Directions for this task: Please count how many lines in the records below contain the word "grass". Reply with the number alone.

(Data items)
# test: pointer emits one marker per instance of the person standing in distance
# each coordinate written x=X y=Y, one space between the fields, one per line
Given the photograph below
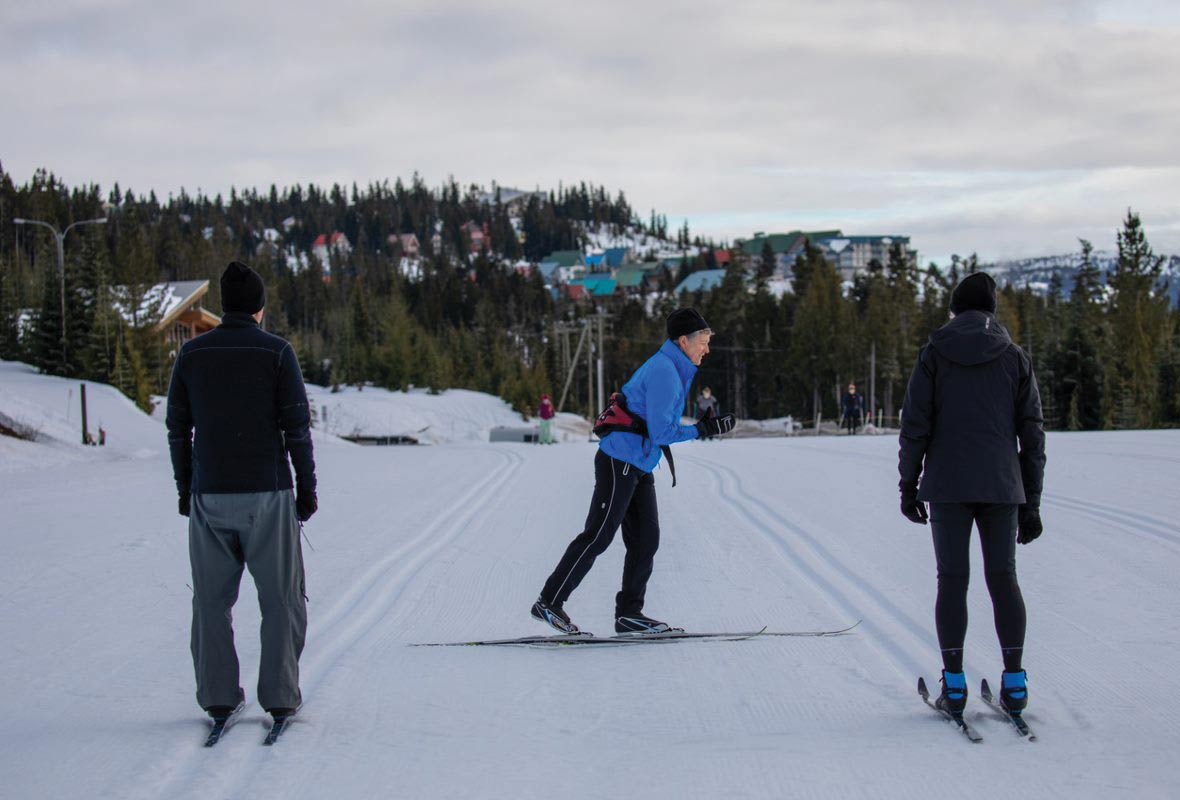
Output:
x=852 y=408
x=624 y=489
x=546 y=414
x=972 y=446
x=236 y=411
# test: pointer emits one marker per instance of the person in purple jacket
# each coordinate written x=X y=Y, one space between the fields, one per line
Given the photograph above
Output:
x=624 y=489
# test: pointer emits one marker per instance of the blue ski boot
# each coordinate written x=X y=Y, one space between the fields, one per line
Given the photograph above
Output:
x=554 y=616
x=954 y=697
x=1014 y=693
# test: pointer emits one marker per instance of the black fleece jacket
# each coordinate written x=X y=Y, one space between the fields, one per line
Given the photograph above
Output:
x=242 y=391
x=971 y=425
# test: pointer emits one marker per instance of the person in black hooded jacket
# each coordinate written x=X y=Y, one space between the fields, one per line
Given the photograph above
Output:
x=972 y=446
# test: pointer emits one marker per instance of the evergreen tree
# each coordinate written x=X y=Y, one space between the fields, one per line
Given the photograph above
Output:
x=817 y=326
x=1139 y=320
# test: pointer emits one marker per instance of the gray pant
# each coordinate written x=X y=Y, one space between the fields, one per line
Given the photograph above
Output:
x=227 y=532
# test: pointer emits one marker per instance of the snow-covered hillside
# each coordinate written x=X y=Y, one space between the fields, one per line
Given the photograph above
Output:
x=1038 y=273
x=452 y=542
...
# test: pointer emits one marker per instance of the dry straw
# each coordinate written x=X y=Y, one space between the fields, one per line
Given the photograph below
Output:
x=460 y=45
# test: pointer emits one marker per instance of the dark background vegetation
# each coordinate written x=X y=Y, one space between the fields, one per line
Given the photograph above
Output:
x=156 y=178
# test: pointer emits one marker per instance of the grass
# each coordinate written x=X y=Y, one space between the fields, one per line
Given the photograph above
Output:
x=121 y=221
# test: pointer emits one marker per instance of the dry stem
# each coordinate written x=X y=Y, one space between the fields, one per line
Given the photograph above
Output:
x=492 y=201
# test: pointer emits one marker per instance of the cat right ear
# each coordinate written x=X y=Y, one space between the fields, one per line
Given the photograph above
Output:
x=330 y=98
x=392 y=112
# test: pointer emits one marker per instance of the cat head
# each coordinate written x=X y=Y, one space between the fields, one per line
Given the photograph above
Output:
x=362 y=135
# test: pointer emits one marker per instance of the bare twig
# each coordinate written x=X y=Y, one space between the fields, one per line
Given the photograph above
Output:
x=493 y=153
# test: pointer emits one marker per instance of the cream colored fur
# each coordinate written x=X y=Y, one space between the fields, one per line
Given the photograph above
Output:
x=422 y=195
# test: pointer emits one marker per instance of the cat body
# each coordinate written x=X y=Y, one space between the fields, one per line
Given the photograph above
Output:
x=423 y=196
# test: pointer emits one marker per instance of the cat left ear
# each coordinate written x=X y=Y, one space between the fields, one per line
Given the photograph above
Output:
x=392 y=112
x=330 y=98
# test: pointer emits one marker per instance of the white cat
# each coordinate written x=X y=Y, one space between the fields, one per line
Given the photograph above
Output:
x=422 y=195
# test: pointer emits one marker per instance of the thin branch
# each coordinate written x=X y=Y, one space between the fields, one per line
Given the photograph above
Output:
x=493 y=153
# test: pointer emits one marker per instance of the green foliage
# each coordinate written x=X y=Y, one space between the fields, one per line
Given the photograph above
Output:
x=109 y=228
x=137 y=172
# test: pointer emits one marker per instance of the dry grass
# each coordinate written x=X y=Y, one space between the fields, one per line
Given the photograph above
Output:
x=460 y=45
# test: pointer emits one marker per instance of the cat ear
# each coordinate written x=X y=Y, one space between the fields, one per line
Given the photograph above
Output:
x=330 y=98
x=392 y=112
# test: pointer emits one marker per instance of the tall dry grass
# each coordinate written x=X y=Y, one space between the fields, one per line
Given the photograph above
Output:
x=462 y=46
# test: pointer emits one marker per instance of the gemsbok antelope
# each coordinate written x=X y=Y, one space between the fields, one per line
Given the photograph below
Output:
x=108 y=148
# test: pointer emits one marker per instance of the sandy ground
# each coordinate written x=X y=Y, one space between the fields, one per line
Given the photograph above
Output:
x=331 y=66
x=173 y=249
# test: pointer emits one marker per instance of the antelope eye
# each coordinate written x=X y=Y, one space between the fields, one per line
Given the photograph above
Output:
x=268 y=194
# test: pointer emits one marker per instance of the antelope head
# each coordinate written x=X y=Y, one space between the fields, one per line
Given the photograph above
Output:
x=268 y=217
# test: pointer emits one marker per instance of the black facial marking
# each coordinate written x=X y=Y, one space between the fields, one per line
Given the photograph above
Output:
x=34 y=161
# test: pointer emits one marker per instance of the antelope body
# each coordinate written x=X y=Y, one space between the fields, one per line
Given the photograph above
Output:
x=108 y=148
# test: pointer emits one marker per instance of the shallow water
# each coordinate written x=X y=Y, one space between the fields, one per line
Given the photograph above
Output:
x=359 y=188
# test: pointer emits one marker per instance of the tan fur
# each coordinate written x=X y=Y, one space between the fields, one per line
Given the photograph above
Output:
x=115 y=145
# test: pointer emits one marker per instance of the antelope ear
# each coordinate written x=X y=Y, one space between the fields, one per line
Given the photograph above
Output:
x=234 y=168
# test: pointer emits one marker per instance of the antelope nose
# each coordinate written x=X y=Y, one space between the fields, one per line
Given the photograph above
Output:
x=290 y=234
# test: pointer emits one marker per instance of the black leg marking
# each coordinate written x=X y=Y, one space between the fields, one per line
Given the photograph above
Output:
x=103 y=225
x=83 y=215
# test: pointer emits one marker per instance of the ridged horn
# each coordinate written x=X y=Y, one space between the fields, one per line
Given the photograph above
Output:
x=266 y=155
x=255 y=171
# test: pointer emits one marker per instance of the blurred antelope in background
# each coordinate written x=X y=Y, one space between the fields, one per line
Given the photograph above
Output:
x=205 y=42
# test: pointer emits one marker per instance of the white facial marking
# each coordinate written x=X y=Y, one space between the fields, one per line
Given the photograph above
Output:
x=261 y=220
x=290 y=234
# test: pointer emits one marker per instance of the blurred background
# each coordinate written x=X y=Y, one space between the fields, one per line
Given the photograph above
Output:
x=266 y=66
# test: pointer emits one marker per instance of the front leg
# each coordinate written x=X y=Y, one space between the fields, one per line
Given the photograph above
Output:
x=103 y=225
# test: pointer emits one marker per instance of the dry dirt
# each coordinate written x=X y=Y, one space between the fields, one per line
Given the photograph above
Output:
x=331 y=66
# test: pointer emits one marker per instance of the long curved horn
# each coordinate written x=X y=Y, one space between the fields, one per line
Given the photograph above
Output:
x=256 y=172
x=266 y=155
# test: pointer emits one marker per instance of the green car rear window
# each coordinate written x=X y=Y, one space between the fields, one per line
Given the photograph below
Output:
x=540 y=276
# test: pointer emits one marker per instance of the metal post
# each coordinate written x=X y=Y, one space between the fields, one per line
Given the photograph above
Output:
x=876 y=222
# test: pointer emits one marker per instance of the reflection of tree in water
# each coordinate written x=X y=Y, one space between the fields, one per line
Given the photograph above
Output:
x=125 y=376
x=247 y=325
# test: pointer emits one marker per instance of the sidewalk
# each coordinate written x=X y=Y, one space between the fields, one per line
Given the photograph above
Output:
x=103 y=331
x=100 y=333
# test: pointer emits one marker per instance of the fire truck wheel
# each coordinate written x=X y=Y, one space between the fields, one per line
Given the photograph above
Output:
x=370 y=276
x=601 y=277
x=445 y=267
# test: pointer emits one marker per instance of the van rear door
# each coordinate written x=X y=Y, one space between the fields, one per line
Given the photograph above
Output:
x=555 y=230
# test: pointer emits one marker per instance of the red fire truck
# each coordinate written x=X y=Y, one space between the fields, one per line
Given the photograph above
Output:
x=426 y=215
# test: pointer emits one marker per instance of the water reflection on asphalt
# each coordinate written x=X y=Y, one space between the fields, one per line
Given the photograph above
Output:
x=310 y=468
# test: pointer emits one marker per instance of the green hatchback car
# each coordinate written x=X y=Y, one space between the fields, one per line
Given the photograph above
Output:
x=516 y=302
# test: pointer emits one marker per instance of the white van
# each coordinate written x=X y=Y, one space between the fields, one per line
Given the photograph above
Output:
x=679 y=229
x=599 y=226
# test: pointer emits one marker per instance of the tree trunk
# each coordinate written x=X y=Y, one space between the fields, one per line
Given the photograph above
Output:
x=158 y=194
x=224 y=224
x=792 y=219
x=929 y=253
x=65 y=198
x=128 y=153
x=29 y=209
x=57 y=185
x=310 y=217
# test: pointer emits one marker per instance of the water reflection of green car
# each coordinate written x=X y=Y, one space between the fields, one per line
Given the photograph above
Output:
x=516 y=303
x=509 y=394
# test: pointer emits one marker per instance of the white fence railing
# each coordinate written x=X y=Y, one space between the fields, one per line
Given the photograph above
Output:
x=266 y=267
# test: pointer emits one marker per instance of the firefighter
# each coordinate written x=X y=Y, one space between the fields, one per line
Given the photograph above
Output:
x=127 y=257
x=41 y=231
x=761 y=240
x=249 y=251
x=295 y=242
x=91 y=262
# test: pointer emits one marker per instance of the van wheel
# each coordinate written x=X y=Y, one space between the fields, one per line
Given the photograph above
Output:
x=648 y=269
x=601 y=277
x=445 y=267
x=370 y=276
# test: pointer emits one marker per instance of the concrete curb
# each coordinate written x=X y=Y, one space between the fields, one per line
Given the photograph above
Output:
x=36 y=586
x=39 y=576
--
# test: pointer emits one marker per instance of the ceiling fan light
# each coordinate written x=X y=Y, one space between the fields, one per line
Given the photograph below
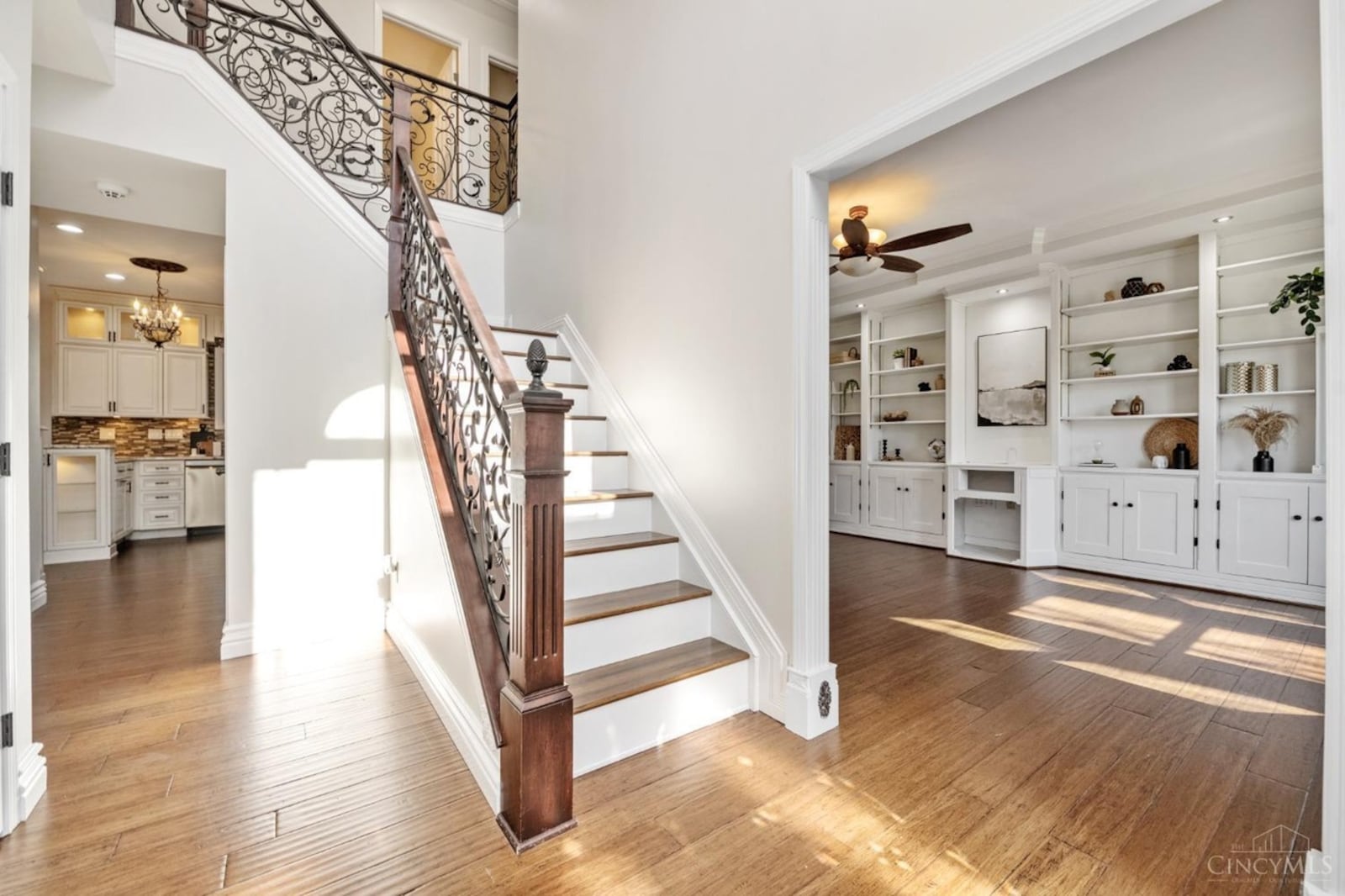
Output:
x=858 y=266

The reply: 3